**Reading passage**
## BEGIN

I’ve been meditating on the forces at work in the world and how to use them instead of butting up against them, as we move forward into a new phase, once again, of Listen & Be Heard, the Network Phase. While Tony and I worked hard to make our fledgling publication useful and viable at the same time, the trend in publishing and advertising money was all heading toward the World Wide Web. Print costs were very high and ate up our limited budget. But we knew that in the City of Vallejo, the majority of people were still not on-line at all. There was no local radio station or TV station. The one newspaper for Vallejo is not really a local paper; most of its content comes from the AP Wire. A good chunk of their advertising comes from being part of a chain of newspapers. With this kind of set up for a city of 200,000 or so people, there is precious little opportunity to be heard, listened to, or even noticed at all.
We were attempting to fill the void of local reporting and coverage of arts events, knowing how important that function is to the vitality of arts and culture where we live. We were excluded from national ads and had to depend on local advertising. We thought that that made sense anyway. Ideally local merchants and arts organizations would buy into the concept of a locally produced paper distributed around the bay area that would promote their efforts to revitalize the downtown area. But the reality was that most of the arts organizations we served, in our guides and calendars and reviews and interviews that we published each week, cried poor when we approached them to advertise in the newspaper. I know that many organizations reaching this juncture turn to a not-for-profit status, and alternative funding sources like grants. But that route runs counter to our own personal ideal that it’s better to create something from the ground up with what you have around you, than to ask for anything.
By that time we were not only publishing the same content on the Web, we had opened Listen & Be Heard Poetry Cafe in downtown Vallejo. Even though the newspaper brought new people from around the bay area into our cafe every day, proof positive of our vision, it wasn’t enough business for us to carry the print costs alone. We finally made the decision to continue publishing exclusively on-line, which has continued as a weekly publication currently called Listen & Be Heard Network Arts News at http://www.listenandbeheard.net/artsnews.

## END

(Excerpts from location labeling data)
## BEGIN

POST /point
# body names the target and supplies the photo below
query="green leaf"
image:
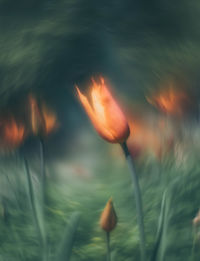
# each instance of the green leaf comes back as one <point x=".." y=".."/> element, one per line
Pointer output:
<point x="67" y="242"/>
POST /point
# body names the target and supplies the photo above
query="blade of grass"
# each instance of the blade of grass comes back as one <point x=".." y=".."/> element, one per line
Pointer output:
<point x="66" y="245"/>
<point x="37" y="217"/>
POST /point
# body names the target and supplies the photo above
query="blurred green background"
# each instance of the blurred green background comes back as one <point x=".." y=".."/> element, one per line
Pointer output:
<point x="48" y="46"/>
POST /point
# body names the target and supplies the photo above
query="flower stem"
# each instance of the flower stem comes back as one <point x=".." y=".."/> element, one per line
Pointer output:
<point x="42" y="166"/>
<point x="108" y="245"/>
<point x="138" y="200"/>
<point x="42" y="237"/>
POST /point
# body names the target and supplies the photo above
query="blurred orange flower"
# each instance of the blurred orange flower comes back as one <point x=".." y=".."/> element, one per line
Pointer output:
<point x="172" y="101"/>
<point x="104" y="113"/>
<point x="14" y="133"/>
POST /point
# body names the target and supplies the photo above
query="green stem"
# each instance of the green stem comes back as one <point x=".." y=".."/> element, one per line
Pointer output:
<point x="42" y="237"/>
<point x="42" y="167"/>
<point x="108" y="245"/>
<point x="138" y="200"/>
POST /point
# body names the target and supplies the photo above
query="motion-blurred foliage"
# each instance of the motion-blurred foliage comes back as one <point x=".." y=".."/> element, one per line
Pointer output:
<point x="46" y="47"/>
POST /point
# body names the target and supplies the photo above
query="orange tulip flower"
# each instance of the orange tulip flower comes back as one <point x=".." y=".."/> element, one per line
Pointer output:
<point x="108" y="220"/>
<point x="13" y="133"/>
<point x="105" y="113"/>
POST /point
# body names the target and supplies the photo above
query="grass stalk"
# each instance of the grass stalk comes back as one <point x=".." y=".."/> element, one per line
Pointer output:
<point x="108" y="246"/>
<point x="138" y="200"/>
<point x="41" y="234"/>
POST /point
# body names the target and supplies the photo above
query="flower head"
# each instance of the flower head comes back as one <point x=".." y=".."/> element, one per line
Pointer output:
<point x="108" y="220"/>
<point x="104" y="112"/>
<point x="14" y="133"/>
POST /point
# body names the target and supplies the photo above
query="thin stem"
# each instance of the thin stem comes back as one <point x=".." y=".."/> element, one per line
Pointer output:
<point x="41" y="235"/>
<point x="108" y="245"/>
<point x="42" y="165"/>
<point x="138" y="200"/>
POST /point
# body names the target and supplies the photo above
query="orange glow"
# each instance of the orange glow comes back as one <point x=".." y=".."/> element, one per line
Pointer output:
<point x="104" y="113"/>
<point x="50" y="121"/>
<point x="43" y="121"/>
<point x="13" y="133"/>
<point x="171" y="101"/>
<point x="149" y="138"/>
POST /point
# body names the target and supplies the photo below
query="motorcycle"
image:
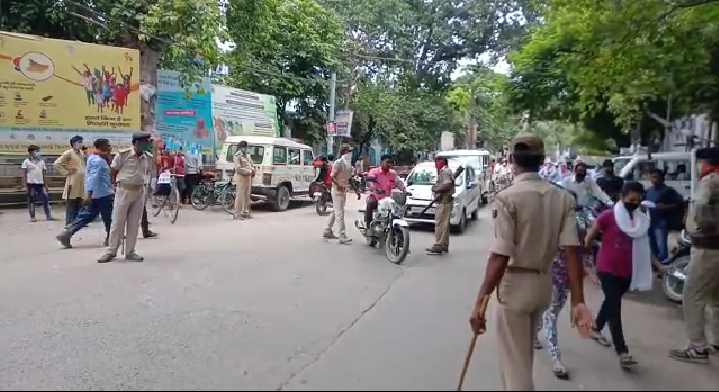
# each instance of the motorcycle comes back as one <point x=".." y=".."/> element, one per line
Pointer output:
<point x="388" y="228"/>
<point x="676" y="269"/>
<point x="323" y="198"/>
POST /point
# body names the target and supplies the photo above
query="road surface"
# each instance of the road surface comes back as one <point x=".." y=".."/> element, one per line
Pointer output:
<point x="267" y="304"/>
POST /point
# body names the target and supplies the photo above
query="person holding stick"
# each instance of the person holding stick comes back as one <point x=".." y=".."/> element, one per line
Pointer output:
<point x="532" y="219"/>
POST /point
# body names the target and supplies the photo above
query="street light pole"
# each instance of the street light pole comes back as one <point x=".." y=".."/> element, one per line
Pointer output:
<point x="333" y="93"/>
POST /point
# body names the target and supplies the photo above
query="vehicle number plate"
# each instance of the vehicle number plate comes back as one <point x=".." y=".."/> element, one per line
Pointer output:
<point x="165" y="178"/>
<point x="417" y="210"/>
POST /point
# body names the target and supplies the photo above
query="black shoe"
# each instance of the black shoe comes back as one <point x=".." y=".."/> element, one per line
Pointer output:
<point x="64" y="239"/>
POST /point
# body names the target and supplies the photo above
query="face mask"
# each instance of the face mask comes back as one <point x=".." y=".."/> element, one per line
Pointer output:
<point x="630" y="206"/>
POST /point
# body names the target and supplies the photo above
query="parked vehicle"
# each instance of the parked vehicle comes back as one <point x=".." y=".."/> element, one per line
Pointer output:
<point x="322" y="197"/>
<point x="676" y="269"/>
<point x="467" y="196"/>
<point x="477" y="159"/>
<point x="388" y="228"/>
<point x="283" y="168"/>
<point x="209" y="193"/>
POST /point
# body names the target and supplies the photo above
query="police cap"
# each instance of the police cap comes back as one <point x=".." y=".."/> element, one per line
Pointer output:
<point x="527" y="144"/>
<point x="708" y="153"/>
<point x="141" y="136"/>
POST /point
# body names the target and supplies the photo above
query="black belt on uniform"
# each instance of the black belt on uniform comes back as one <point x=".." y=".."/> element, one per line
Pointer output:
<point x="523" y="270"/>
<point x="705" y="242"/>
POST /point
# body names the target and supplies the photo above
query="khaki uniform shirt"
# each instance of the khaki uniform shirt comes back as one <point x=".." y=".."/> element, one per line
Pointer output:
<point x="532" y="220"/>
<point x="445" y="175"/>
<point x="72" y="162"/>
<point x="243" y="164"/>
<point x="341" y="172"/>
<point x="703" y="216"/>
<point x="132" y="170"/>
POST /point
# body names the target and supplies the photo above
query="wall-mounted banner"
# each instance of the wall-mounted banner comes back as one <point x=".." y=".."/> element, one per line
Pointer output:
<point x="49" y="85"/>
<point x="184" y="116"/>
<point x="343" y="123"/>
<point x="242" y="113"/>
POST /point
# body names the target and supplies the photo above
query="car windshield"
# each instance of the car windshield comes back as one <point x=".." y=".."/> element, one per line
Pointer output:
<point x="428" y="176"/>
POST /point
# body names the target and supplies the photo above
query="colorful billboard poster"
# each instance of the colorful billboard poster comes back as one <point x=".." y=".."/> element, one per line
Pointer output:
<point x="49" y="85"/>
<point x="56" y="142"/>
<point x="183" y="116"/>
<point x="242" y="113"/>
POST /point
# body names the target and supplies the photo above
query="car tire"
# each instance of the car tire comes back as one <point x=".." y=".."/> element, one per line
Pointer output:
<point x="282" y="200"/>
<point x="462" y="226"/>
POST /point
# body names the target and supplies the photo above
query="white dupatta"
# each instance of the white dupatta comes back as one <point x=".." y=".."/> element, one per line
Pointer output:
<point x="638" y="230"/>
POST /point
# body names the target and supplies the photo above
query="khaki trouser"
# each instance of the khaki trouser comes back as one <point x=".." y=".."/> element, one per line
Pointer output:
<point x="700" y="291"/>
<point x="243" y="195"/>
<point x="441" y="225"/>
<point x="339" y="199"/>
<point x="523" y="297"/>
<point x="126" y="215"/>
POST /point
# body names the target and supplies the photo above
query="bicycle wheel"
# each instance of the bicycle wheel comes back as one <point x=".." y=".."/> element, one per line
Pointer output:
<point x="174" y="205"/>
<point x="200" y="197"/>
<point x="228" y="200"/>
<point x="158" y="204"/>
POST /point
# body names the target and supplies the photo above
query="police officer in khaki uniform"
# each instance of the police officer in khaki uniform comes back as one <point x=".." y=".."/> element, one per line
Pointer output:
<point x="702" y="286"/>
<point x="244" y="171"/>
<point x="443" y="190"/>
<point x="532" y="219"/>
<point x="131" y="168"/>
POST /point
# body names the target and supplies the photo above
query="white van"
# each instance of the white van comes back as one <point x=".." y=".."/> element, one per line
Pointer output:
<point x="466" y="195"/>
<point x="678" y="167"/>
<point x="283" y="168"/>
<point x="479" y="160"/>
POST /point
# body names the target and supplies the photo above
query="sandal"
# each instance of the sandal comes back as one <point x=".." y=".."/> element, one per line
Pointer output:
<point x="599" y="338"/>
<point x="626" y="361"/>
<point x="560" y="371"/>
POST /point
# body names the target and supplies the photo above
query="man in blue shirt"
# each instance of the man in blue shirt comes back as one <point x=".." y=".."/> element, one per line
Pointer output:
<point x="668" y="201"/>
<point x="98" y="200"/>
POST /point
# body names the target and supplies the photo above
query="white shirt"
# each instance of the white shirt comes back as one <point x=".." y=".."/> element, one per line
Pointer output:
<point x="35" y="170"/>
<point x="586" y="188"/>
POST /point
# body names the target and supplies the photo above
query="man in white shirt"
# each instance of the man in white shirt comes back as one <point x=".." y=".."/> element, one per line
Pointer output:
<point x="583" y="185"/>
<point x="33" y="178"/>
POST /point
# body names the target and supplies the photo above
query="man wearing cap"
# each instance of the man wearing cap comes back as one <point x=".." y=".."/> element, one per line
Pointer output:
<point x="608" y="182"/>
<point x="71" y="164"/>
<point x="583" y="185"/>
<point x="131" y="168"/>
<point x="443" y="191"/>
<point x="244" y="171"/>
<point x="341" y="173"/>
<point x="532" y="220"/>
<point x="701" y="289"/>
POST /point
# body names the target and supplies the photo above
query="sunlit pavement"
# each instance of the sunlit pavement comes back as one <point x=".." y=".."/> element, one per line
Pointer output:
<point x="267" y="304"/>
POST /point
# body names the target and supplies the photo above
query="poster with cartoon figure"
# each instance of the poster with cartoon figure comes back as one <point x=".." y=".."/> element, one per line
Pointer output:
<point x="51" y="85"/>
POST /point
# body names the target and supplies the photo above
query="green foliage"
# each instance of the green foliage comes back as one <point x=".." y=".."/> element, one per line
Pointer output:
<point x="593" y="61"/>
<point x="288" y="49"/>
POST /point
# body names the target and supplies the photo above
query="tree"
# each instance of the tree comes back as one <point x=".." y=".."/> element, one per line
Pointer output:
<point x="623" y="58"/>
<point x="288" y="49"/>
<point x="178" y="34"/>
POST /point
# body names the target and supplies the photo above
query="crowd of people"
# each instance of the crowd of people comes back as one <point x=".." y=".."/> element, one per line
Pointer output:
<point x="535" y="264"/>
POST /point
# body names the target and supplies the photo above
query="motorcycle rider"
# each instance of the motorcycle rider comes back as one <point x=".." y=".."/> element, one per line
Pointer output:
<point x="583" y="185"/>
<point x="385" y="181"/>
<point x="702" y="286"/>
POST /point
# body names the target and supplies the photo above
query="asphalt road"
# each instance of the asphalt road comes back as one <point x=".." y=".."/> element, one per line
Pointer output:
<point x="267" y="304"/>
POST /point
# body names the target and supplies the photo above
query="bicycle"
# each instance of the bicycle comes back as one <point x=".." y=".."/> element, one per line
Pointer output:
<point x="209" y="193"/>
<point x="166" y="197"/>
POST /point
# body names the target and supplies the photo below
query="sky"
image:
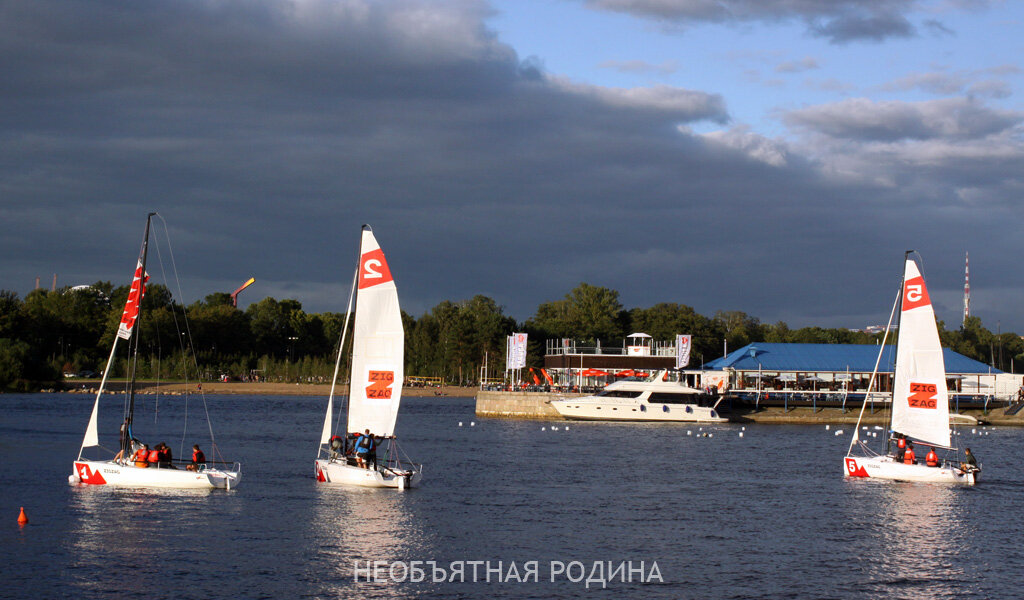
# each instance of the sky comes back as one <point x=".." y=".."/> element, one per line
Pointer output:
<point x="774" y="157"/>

## END

**Problems and tasks**
**1)** Extract the account of the Listen & Be Heard publication in full, word for word.
**2)** Filter the listing down to each line that contains the string "background", and copy those lines. Treat the match as case-sensitive.
The text and the listing were drawn from separate sources.

**Solution set**
**1)**
I’ve been meditating on the forces at work in the world and how to use them instead of butting up against them, as we move forward into a new phase, once again, of Listen & Be Heard, the Network Phase. While Tony and I worked hard to make our fledgling publication useful and viable at the same time, the trend in publishing and advertising money was all heading toward the World Wide Web. Print costs were very high and ate up our limited budget. But we knew that in the City of Vallejo, the majority of people were still not on-line at all. There was no local radio station or TV station. The one newspaper for Vallejo is not really a local paper; most of its content comes from the AP Wire. A good chunk of their advertising comes from being part of a chain of newspapers. With this kind of set up for a city of 200,000 or so people, there is precious little opportunity to be heard, listened to, or even noticed at all.
We were attempting to fill the void of local reporting and coverage of arts events, knowing how important that function is to the vitality of arts and culture where we live. We were excluded from national ads and had to depend on local advertising. We thought that that made sense anyway. Ideally local merchants and arts organizations would buy into the concept of a locally produced paper distributed around the bay area that would promote their efforts to revitalize the downtown area. But the reality was that most of the arts organizations we served, in our guides and calendars and reviews and interviews that we published each week, cried poor when we approached them to advertise in the newspaper. I know that many organizations reaching this juncture turn to a not-for-profit status, and alternative funding sources like grants. But that route runs counter to our own personal ideal that it’s better to create something from the ground up with what you have around you, than to ask for anything.
By that time we were not only publishing the same content on the Web, we had opened Listen & Be Heard Poetry Cafe in downtown Vallejo. Even though the newspaper brought new people from around the bay area into our cafe every day, proof positive of our vision, it wasn’t enough business for us to carry the print costs alone. We finally made the decision to continue publishing exclusively on-line, which has continued as a weekly publication currently called Listen & Be Heard Network Arts News at http://www.listenandbeheard.net/artsnews.

**2)**
query="blurred green background"
# each instance of the blurred green background comes back as one <point x=".." y=".."/> element, one per line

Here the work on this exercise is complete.